■ **Task description**
Each line of the data below from the one holding "Where can the black backpack" to the one holding "Where can the power", inclusive, is to be reproduced exactly; no other line belongs in the answer.

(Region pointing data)

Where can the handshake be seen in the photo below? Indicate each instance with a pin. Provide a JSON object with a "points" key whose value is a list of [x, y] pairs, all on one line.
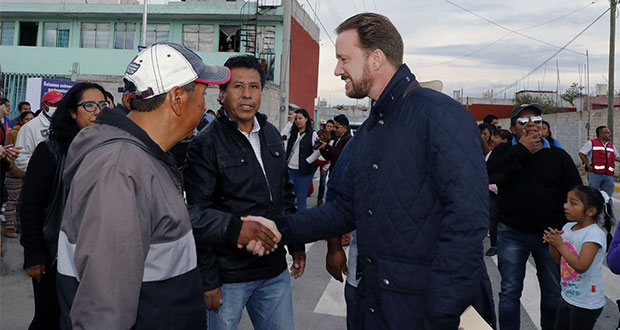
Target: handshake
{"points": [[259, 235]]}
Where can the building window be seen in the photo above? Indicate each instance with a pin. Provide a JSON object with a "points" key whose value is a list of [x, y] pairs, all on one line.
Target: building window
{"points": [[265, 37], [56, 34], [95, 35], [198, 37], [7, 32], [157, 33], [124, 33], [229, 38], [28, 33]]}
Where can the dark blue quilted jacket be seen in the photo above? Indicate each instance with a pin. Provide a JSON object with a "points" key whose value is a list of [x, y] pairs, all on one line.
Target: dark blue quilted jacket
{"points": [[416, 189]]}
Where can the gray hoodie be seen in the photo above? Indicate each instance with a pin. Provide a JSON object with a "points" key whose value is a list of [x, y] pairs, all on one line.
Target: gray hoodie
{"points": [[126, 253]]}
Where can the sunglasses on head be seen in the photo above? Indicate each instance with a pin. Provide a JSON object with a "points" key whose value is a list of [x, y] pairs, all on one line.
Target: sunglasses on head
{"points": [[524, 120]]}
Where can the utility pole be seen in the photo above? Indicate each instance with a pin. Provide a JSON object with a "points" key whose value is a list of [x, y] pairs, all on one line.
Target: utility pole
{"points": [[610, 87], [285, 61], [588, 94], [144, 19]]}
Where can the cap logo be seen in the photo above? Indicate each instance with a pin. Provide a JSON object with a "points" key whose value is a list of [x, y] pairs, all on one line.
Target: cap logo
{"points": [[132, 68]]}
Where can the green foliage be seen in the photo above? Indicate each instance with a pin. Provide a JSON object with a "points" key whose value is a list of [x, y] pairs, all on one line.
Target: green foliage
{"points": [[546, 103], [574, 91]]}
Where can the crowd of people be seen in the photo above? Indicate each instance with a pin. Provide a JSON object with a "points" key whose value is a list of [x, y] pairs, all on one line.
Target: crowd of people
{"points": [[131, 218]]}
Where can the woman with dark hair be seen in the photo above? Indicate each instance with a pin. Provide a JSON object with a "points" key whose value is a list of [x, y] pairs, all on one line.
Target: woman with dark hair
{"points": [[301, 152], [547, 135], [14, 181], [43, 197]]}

--

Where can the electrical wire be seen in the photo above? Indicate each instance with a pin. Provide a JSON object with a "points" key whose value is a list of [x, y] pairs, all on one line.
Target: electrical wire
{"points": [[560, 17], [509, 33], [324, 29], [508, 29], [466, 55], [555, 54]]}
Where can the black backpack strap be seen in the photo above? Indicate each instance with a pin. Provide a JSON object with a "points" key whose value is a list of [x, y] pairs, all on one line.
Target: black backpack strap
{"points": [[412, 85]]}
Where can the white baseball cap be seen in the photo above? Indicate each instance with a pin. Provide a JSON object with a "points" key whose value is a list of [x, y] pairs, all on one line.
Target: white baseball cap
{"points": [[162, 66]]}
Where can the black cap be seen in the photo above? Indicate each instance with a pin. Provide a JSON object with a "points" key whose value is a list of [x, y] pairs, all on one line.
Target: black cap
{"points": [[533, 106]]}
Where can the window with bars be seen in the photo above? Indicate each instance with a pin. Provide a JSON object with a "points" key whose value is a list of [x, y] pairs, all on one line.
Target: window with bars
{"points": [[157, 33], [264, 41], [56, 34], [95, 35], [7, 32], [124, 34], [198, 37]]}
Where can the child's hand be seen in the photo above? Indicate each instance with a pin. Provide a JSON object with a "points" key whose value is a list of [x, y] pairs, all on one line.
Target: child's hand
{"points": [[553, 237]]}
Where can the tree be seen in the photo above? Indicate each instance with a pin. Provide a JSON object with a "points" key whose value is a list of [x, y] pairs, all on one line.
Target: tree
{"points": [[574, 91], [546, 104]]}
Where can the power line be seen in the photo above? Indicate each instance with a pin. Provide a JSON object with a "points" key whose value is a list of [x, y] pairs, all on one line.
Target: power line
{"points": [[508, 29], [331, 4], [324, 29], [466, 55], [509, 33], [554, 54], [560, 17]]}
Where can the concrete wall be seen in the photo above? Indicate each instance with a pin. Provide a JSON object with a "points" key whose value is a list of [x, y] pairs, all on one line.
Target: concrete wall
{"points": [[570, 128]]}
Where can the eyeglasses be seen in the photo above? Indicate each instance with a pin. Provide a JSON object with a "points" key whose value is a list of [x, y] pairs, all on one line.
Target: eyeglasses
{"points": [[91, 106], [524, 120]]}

■ **Your response**
Where can the black backpack strap be seen in the photo above? Indicate each instance with a pin. Provide a JSON object with a "points" key whose value is a list of [x, y] pairs, all on one line.
Target: black backpack strap
{"points": [[412, 85]]}
Where can the white baseball cap be seen in the photo above? Indicate each instance with a pin. Provide a JSON object with a "points" key whose value is a list of [x, y] pairs, all on one line.
Target: white baseball cap
{"points": [[162, 66]]}
Where can the black cap be seen in the photo above? Indicate each instance with a pin. Provide a JSON object with a "points" key whose value is a list of [x, y] pairs, all on one line.
Target: black cap
{"points": [[533, 106]]}
Where can the window with bars be seen in the photo above? Indicate each instance with a pin. Provide a JSON object with a "points" key whose value is a list of [x, y] pairs, all on one line.
Target: window with bars
{"points": [[157, 33], [264, 41], [56, 34], [95, 35], [7, 32], [124, 34], [198, 37]]}
Where can the child's hand be seen in the photo above? Indicate each instance with a pin. Provide a JSON object with a "points" key whose value is a list of [x, y] pairs, all on one line.
Target: child's hand
{"points": [[553, 237]]}
Where can the tree be seen in the photo above? Indicate each instance with a pin. Provide a JSON object with a "points" key whose value is a list of [x, y] pairs, all on one line.
Target: tree
{"points": [[574, 91], [546, 104]]}
Where can the power line be seen in the photo above? Indicate each instance with a pin. Provide a JSON object with a "points" key whose value is a list of [x, y] pairs, all on one line.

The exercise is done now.